■ **WHAT IS NEEDED**
All of the data below should be repeated exactly. Pictures should not be included.

╭─ INFORMATION PROVIDED

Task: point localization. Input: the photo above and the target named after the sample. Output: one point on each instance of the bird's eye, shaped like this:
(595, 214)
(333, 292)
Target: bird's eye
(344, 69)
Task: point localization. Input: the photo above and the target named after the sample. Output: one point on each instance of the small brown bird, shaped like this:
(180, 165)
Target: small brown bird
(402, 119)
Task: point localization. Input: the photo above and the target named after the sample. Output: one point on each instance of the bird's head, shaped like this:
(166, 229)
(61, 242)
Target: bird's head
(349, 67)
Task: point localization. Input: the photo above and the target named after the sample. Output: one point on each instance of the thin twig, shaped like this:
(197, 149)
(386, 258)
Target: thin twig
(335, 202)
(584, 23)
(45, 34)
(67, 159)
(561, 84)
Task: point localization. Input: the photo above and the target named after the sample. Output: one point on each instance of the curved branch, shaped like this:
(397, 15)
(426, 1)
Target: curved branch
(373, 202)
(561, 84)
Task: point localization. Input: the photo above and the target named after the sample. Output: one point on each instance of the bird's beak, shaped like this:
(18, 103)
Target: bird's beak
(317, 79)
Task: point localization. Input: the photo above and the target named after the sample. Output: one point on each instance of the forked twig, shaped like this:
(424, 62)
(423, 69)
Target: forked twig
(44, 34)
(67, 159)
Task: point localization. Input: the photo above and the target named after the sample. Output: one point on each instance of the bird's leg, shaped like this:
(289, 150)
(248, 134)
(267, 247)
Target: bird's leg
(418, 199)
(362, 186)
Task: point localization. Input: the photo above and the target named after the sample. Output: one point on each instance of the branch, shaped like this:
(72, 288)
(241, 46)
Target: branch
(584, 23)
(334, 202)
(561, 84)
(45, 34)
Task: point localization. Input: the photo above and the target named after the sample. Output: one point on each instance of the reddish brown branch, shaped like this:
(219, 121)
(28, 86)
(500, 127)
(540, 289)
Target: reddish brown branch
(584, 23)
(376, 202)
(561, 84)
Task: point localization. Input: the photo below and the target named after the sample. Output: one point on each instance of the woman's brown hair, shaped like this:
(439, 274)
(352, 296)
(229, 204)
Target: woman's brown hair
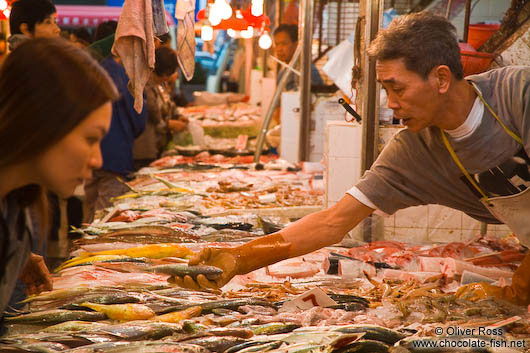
(47, 87)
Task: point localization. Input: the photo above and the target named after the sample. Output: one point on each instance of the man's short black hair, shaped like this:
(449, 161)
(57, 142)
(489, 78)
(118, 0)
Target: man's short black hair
(29, 12)
(291, 30)
(165, 61)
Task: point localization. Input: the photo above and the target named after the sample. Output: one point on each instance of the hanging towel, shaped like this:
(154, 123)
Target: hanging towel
(135, 46)
(159, 17)
(185, 13)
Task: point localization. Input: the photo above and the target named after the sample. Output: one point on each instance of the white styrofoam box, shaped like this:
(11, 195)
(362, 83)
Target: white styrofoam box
(343, 139)
(502, 230)
(445, 235)
(468, 234)
(290, 121)
(413, 217)
(389, 221)
(444, 217)
(342, 174)
(268, 86)
(409, 235)
(469, 222)
(255, 86)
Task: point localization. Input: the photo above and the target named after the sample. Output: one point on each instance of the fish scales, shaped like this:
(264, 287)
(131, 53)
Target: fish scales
(231, 304)
(56, 316)
(211, 272)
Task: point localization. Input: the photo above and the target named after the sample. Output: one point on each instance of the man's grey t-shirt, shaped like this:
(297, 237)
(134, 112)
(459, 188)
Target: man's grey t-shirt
(416, 168)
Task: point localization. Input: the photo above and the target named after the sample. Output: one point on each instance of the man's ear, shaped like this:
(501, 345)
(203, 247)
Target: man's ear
(25, 30)
(443, 76)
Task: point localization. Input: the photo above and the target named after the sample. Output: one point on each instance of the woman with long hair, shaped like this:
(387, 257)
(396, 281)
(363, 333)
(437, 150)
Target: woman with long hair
(55, 107)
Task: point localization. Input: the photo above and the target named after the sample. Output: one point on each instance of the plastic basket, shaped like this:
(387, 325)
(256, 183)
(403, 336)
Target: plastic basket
(475, 62)
(479, 33)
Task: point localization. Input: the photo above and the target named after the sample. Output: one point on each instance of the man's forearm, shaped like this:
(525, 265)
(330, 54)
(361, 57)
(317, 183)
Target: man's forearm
(326, 227)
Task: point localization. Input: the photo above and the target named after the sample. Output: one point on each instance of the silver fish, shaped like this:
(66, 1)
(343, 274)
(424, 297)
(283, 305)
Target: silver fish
(211, 272)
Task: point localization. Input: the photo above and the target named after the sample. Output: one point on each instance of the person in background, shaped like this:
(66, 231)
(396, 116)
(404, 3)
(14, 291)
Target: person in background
(72, 117)
(38, 19)
(466, 146)
(81, 37)
(161, 111)
(32, 19)
(117, 146)
(285, 39)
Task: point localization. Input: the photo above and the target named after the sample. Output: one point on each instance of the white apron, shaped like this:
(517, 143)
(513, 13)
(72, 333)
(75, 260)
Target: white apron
(511, 210)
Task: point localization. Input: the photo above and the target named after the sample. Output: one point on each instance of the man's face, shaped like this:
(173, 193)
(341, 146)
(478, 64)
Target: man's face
(47, 28)
(414, 100)
(284, 48)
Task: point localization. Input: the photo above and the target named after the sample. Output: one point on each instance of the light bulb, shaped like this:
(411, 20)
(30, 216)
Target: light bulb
(256, 8)
(226, 11)
(206, 33)
(248, 33)
(256, 11)
(214, 17)
(265, 41)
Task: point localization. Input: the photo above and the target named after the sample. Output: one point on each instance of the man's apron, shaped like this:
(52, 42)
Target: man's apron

╰─

■ **EXERCISE OUTPUT**
Task: point localization. Input: the photo above and the target named after the sample. Output: one point on each instance of the bird's eye, shaped like this:
(595, 214)
(333, 292)
Target: bird's eye
(344, 69)
Task: point localization. Input: the photo above and the target named after the sample. Output: one point on each instance of the small brown bird, shaped like this:
(180, 165)
Target: small brown bird
(402, 119)
Task: point localization. Input: the photo above and the target named after the sample. Output: one point on each instance of the bird's head, shaped like this:
(166, 229)
(61, 242)
Target: bird's head
(349, 67)
Task: point localization. Input: the photo above and the target named after the sample. Output: one point on each instance of the thin twig, shaped like this:
(197, 149)
(386, 258)
Target: thin twig
(335, 202)
(584, 23)
(45, 34)
(67, 159)
(561, 84)
Task: point localization. Input: the photo above and the target named after the sample. Output: one point on each instance of the curved branch, shaped like this:
(397, 15)
(426, 1)
Target: curved branch
(373, 202)
(561, 84)
Task: point localization. Input: the photo above and the target named after the sample. Output: one point on each instance of the bird's beak, shaped like this:
(18, 103)
Target: bird's beak
(317, 79)
Task: point localization. Input: the photo above and the target named after the sample. Output: one point on each instance of the forked twig, shaped like this:
(424, 62)
(423, 69)
Target: forked twig
(44, 34)
(67, 159)
Task: point localization. Input: the photo above and the target named after the sample. Output: one point on each instance of the bird's leg, shaped like this:
(289, 150)
(248, 134)
(267, 247)
Target: bird's leg
(418, 199)
(362, 186)
Task: point localization. Input: the photo above and the target named after the sample. Output: one point on each instance of the branch, shaped like this:
(72, 288)
(241, 46)
Target: branch
(584, 23)
(334, 202)
(561, 84)
(45, 34)
Task: point localization. Input: the photo above and the target named after the sample. Output: one point on each instance of the reddish brown branch, shaped like this:
(219, 121)
(28, 86)
(500, 127)
(540, 289)
Target: reddish brown branch
(584, 23)
(376, 202)
(561, 84)
Task: point localization. Input: the photo below and the target named after the sample. Output: one point on each instance of the woman's brown hair, shaped like this:
(439, 274)
(352, 296)
(229, 204)
Target: woman's brown hair
(47, 87)
Task: point localization. Input: the photo above and the target named after the sample. Output: one point on each instance of the man's short black hair, shaped like this:
(449, 161)
(57, 142)
(489, 78)
(118, 0)
Target: man's short black hair
(29, 12)
(291, 30)
(165, 61)
Task: point localization. Input: the photo above and the target named after the sample. Output: one point on each instance of the hanging towel, shaped like this:
(154, 123)
Target: hanging towel
(135, 46)
(159, 17)
(185, 13)
Task: point localization. Input: the photo above and the target named after the sample. Output: one point on each instance of the white styrofoam box, shaped like this:
(11, 195)
(362, 83)
Target: white styrofoam box
(343, 139)
(502, 230)
(445, 235)
(468, 234)
(290, 121)
(413, 217)
(389, 221)
(444, 217)
(342, 174)
(268, 86)
(409, 235)
(469, 222)
(255, 86)
Task: point localization. Input: the photo above and the target named after the sample. Output: one point on each instance of the fish scales, shaped like this:
(264, 287)
(131, 53)
Target: fish scales
(231, 304)
(56, 316)
(211, 272)
Task: point localization. Input: the photo above and the target named after the sample. Output: one point on each instance of the man's grey t-shirt, shaped like this:
(297, 237)
(134, 112)
(459, 188)
Target: man's grey t-shirt
(416, 168)
Task: point localization. Input: the photo above and the target named after the sample. Output: one point on each instance of the man's ear, shaped like this:
(501, 345)
(203, 247)
Target: man's ear
(25, 30)
(443, 76)
Task: point localization. Input: the photo above and the target named after the sample. Output: one point on each instance of the woman with long hair, shaped like this:
(387, 257)
(396, 281)
(363, 333)
(437, 150)
Target: woman with long hair
(55, 107)
Task: point localization. Input: the photo above and the target named after the sample. Output: one point on each instance of the plastic basket, shaped like this:
(387, 325)
(256, 183)
(403, 336)
Target: plastic basket
(475, 62)
(479, 33)
Task: point localization. Input: the photo above and the target named after the sample. Output: one point on each instance of the man's forearm, shaped like this:
(525, 265)
(330, 54)
(361, 57)
(317, 183)
Target: man's forearm
(326, 227)
Task: point localization. Input: the photo above and the target named after the sample. Output: one point on each instance of the silver fish, shaped like this:
(66, 1)
(343, 274)
(424, 297)
(283, 305)
Target: silver fish
(211, 272)
Task: point localization. Input: the photo above and the target named after the sample. Output: one point on each instance of the person in background, shaped like this:
(66, 231)
(396, 116)
(404, 3)
(14, 291)
Target: person in background
(72, 117)
(38, 19)
(466, 146)
(81, 37)
(161, 111)
(32, 19)
(117, 146)
(285, 39)
Task: point localization. Input: the photo above and the target named after the sample. Output: one point on each instance of the white apron, shaped like this:
(517, 143)
(513, 13)
(72, 333)
(75, 260)
Target: white apron
(511, 210)
Task: point localization. Input: the photo above and the target named after the sample. Output: one point on each instance of the man's face, shaped like this:
(173, 193)
(341, 146)
(478, 64)
Target: man's face
(47, 28)
(414, 100)
(284, 48)
Task: point localization. Input: the photo above and the target named after the sample. Output: one point on each instance of the light bulb, shaped like this:
(411, 20)
(30, 216)
Target: light bulb
(256, 8)
(226, 11)
(206, 33)
(248, 33)
(256, 11)
(214, 17)
(265, 41)
Task: point localization. Input: the photo above and the target named after the sample. Output: one point on each instance of the man's apron, shaped like this:
(52, 42)
Target: man's apron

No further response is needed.